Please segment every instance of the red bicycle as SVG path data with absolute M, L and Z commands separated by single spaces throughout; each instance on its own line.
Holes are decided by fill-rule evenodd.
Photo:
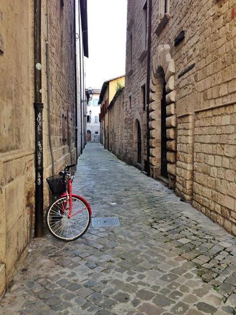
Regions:
M 72 193 L 74 175 L 73 171 L 69 170 L 74 166 L 74 164 L 66 165 L 58 175 L 47 178 L 52 194 L 57 198 L 46 212 L 46 225 L 53 236 L 67 242 L 77 239 L 84 234 L 92 215 L 88 201 Z

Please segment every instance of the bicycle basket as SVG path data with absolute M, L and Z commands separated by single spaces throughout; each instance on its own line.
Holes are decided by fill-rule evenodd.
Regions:
M 66 181 L 64 175 L 55 175 L 48 177 L 47 181 L 53 195 L 61 195 L 66 191 Z

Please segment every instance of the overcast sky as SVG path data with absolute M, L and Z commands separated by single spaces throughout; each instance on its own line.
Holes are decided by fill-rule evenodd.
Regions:
M 125 74 L 127 0 L 88 0 L 86 87 Z

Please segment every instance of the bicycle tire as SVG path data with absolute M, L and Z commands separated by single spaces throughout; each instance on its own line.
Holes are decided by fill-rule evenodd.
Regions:
M 49 233 L 54 237 L 57 238 L 57 239 L 60 239 L 64 242 L 71 242 L 81 237 L 81 236 L 87 232 L 91 223 L 90 211 L 89 206 L 86 204 L 86 200 L 85 200 L 84 198 L 81 198 L 79 196 L 75 195 L 72 195 L 72 200 L 74 202 L 75 201 L 78 201 L 80 202 L 81 206 L 83 205 L 84 206 L 83 209 L 77 210 L 77 212 L 79 212 L 78 213 L 77 213 L 78 215 L 80 213 L 82 214 L 81 215 L 77 216 L 79 219 L 81 220 L 82 220 L 81 218 L 82 217 L 82 215 L 83 215 L 84 217 L 83 218 L 83 226 L 82 228 L 81 231 L 78 233 L 77 235 L 74 236 L 72 229 L 73 228 L 74 229 L 74 227 L 73 228 L 72 225 L 73 224 L 74 227 L 76 227 L 76 224 L 78 223 L 76 221 L 76 224 L 75 221 L 74 221 L 72 218 L 68 218 L 66 213 L 66 211 L 68 211 L 68 209 L 64 209 L 64 206 L 63 207 L 62 206 L 63 203 L 65 203 L 65 202 L 66 205 L 67 205 L 68 200 L 66 197 L 60 197 L 57 198 L 52 203 L 46 213 L 45 221 L 47 228 Z M 73 212 L 73 210 L 74 212 Z M 77 215 L 75 211 L 76 210 L 74 209 L 73 207 L 71 213 L 73 216 Z M 65 211 L 66 211 L 66 213 L 63 213 Z M 70 223 L 69 223 L 70 220 L 71 220 Z M 69 236 L 69 227 L 70 227 L 71 231 L 71 234 L 73 234 L 73 236 Z M 72 228 L 71 228 L 71 227 L 72 227 Z M 65 233 L 64 233 L 63 231 L 65 231 L 64 228 L 66 229 L 67 227 L 67 235 L 66 236 L 65 236 Z

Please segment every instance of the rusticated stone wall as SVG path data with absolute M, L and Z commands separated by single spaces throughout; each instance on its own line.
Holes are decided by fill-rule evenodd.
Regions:
M 168 2 L 169 8 L 166 13 L 163 14 L 160 8 L 162 1 L 152 1 L 150 102 L 149 107 L 150 173 L 155 178 L 160 178 L 161 174 L 161 102 L 163 97 L 162 89 L 165 86 L 167 94 L 166 97 L 166 125 L 167 128 L 169 186 L 175 187 L 176 192 L 181 198 L 188 201 L 193 199 L 194 206 L 199 209 L 202 208 L 203 211 L 212 219 L 234 233 L 235 223 L 232 218 L 232 218 L 232 216 L 227 214 L 228 212 L 222 210 L 225 207 L 225 205 L 228 203 L 229 206 L 230 201 L 230 207 L 232 208 L 232 200 L 230 198 L 233 196 L 228 192 L 226 194 L 221 193 L 222 195 L 225 195 L 223 198 L 224 205 L 217 203 L 215 200 L 215 194 L 209 193 L 206 183 L 208 182 L 207 180 L 209 181 L 209 177 L 213 177 L 212 175 L 217 172 L 217 181 L 213 180 L 212 183 L 217 181 L 218 184 L 221 184 L 221 188 L 218 189 L 222 187 L 222 191 L 224 191 L 224 186 L 222 185 L 225 182 L 222 183 L 221 181 L 228 180 L 217 176 L 221 176 L 221 172 L 224 169 L 225 176 L 227 174 L 229 178 L 232 179 L 231 166 L 230 165 L 227 166 L 227 164 L 224 164 L 224 166 L 215 166 L 215 165 L 212 165 L 210 168 L 210 168 L 209 171 L 210 165 L 207 166 L 207 163 L 204 162 L 206 165 L 202 167 L 203 162 L 200 162 L 199 160 L 202 158 L 202 155 L 200 152 L 196 153 L 196 147 L 195 145 L 193 146 L 193 143 L 196 143 L 195 141 L 194 142 L 196 137 L 196 141 L 201 142 L 202 147 L 206 149 L 209 146 L 208 142 L 209 137 L 210 139 L 216 139 L 219 138 L 218 135 L 221 134 L 222 139 L 226 139 L 226 128 L 218 127 L 217 133 L 220 133 L 214 134 L 214 126 L 211 126 L 210 131 L 207 124 L 205 127 L 202 126 L 203 132 L 206 133 L 206 136 L 203 134 L 199 137 L 194 133 L 197 132 L 194 130 L 194 121 L 197 123 L 200 120 L 198 110 L 207 108 L 211 110 L 210 108 L 212 106 L 236 101 L 236 1 L 176 0 Z M 145 82 L 147 76 L 147 41 L 146 47 L 144 46 L 141 36 L 143 28 L 145 3 L 145 1 L 141 0 L 128 1 L 125 104 L 127 106 L 130 96 L 132 102 L 130 109 L 125 112 L 127 123 L 124 124 L 124 134 L 127 154 L 131 161 L 135 160 L 134 117 L 142 117 L 144 140 L 143 159 L 146 158 L 146 119 L 145 113 L 142 110 L 140 98 L 140 86 Z M 148 0 L 147 12 L 149 11 L 149 4 Z M 148 22 L 148 15 L 147 20 Z M 182 40 L 175 44 L 175 40 L 184 31 L 184 35 Z M 132 45 L 131 39 L 132 39 Z M 146 39 L 147 41 L 147 36 Z M 133 51 L 132 63 L 130 62 L 131 47 Z M 172 66 L 172 72 L 170 76 L 167 76 L 168 68 L 170 66 Z M 223 116 L 227 116 L 226 113 L 222 112 L 221 115 L 225 123 L 229 118 L 224 117 L 223 118 Z M 207 121 L 206 120 L 206 124 L 208 123 Z M 231 120 L 227 129 L 231 128 L 232 129 L 232 124 Z M 208 134 L 208 132 L 213 133 Z M 220 137 L 220 140 L 221 141 Z M 219 145 L 220 145 L 222 143 L 220 142 Z M 229 143 L 226 144 L 229 145 Z M 193 148 L 195 150 L 194 155 Z M 221 157 L 217 152 L 212 150 L 210 155 L 213 157 L 210 158 L 210 160 L 213 159 L 214 163 L 215 159 L 217 163 L 219 162 Z M 224 161 L 226 157 L 224 157 Z M 222 158 L 223 163 L 223 156 Z M 232 158 L 232 157 L 230 158 Z M 232 162 L 231 163 L 232 164 Z M 164 168 L 165 164 L 163 165 Z M 210 173 L 205 173 L 205 172 Z M 202 179 L 203 177 L 206 187 L 203 185 L 202 187 L 202 194 L 204 191 L 203 194 L 207 194 L 207 196 L 200 195 L 195 190 L 196 187 L 199 188 L 200 183 L 198 181 L 200 178 Z M 234 181 L 236 181 L 235 178 Z M 234 183 L 233 181 L 230 182 L 231 183 L 227 183 L 227 192 L 229 192 L 228 190 L 232 186 L 232 183 Z M 221 196 L 220 193 L 218 192 L 217 196 Z M 221 214 L 218 213 L 217 217 L 212 208 L 213 202 L 218 205 L 216 209 L 219 209 L 219 205 L 221 207 Z M 230 213 L 232 213 L 233 210 L 230 210 Z M 221 221 L 219 218 L 221 218 Z

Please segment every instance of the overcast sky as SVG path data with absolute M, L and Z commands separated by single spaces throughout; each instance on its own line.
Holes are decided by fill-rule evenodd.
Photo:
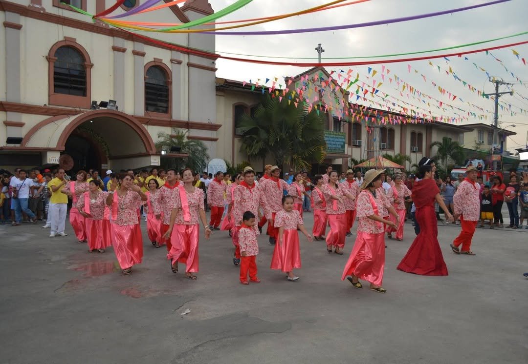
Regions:
M 214 10 L 218 11 L 233 3 L 233 0 L 209 0 L 209 2 Z M 274 16 L 298 11 L 325 2 L 322 0 L 253 0 L 248 5 L 221 20 Z M 484 2 L 486 2 L 486 0 L 443 0 L 441 2 L 436 0 L 371 0 L 364 3 L 230 31 L 243 29 L 269 31 L 355 24 L 435 12 Z M 528 14 L 528 1 L 513 0 L 505 3 L 452 14 L 357 29 L 271 36 L 217 35 L 216 51 L 257 55 L 316 57 L 317 54 L 314 48 L 320 43 L 325 50 L 323 57 L 370 56 L 413 52 L 449 47 L 526 31 L 528 30 L 526 25 L 526 14 Z M 526 40 L 528 40 L 528 36 L 524 35 L 465 49 L 478 49 L 490 45 Z M 528 45 L 516 46 L 513 49 L 518 52 L 520 57 L 525 58 L 528 62 Z M 513 72 L 523 82 L 528 82 L 528 66 L 523 65 L 522 61 L 514 55 L 511 49 L 493 51 L 491 53 L 502 61 L 508 71 Z M 427 60 L 388 64 L 385 65 L 391 71 L 390 76 L 395 74 L 404 82 L 422 93 L 466 111 L 475 112 L 477 114 L 484 114 L 488 116 L 487 120 L 482 122 L 470 117 L 468 121 L 461 123 L 462 124 L 478 122 L 491 124 L 493 120 L 493 101 L 479 97 L 476 93 L 470 92 L 461 82 L 455 81 L 451 74 L 446 75 L 444 71 L 439 73 L 436 65 L 445 70 L 448 70 L 450 66 L 459 77 L 485 92 L 493 92 L 493 85 L 487 81 L 488 76 L 484 72 L 475 68 L 473 62 L 484 68 L 491 76 L 507 81 L 517 81 L 490 55 L 483 53 L 468 55 L 467 57 L 469 60 L 464 60 L 463 57 L 449 57 L 450 62 L 449 62 L 443 58 L 431 59 L 431 62 L 435 65 L 434 67 L 429 65 Z M 276 58 L 274 60 L 280 61 Z M 303 60 L 297 61 L 309 61 Z M 327 61 L 332 61 L 328 60 Z M 316 60 L 314 62 L 316 62 Z M 411 70 L 411 73 L 409 73 L 408 64 L 417 70 L 418 73 L 415 73 L 413 70 Z M 282 78 L 285 76 L 295 75 L 307 69 L 306 67 L 295 66 L 261 65 L 221 59 L 218 60 L 216 66 L 218 68 L 218 76 L 247 82 L 250 80 L 254 82 L 257 78 L 263 80 L 266 78 Z M 368 75 L 367 68 L 367 66 L 362 66 L 329 69 L 334 69 L 337 71 L 342 69 L 346 72 L 349 68 L 352 68 L 354 75 L 359 72 L 360 80 L 369 81 L 371 86 L 372 78 L 369 80 L 366 79 Z M 378 82 L 382 82 L 381 65 L 374 66 L 373 68 L 378 71 L 374 77 L 377 84 Z M 426 76 L 427 82 L 424 82 L 420 75 L 421 74 Z M 419 101 L 412 96 L 408 99 L 407 92 L 403 93 L 403 97 L 400 96 L 399 91 L 395 89 L 397 86 L 394 82 L 391 84 L 388 80 L 388 77 L 389 76 L 385 76 L 385 82 L 380 87 L 381 91 L 409 103 L 420 105 Z M 436 87 L 433 86 L 431 81 L 436 84 Z M 438 91 L 438 86 L 456 95 L 457 98 L 455 101 L 448 100 L 448 93 L 441 95 Z M 401 87 L 402 85 L 400 85 L 399 90 L 401 90 Z M 528 100 L 523 99 L 520 96 L 522 95 L 528 98 L 528 83 L 525 87 L 517 82 L 513 87 L 518 94 L 514 94 L 513 96 L 509 95 L 502 96 L 501 101 L 511 104 L 512 110 L 517 113 L 517 115 L 512 116 L 509 111 L 501 111 L 500 109 L 499 113 L 499 120 L 502 122 L 503 127 L 507 127 L 512 123 L 516 125 L 515 127 L 507 126 L 508 130 L 517 133 L 516 136 L 508 140 L 507 147 L 511 151 L 514 151 L 513 149 L 518 147 L 519 145 L 526 144 L 528 132 L 528 112 L 525 111 L 522 113 L 520 110 L 520 108 L 523 110 L 525 108 L 528 109 Z M 355 87 L 353 86 L 350 91 L 353 93 L 355 92 Z M 506 91 L 506 88 L 503 86 L 500 91 Z M 367 95 L 367 97 L 370 96 Z M 450 108 L 447 111 L 442 112 L 432 106 L 433 103 L 437 104 L 438 103 L 430 101 L 424 97 L 422 98 L 430 102 L 431 104 L 431 107 L 428 107 L 422 103 L 420 107 L 422 109 L 430 110 L 436 115 L 443 114 L 448 116 L 456 116 L 456 112 L 452 111 Z M 381 102 L 381 99 L 376 96 L 372 99 L 379 102 Z M 461 99 L 463 102 L 460 101 L 459 99 Z M 393 99 L 390 100 L 394 101 Z M 358 102 L 365 103 L 361 101 Z M 490 112 L 483 112 L 469 105 L 468 102 Z M 366 103 L 366 104 L 369 104 Z M 378 107 L 377 105 L 373 106 Z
######
Short problem -
Return each line from the records above that contains the word "bicycle".

Task output -
Please segment every instance of the red bicycle as SVG path data with absolute M, L and Z commands separated by single spaces throughout; each instance on its own line.
Please segment every instance of the bicycle basket as SVG path data with absolute M, L and Z commands separated by single spaces throughout; each instance on its own line.
Please segment every instance of the bicycle tire as SVG path data with absolute M, L and Z commands separated by single spaces throughout; each instance on its own line.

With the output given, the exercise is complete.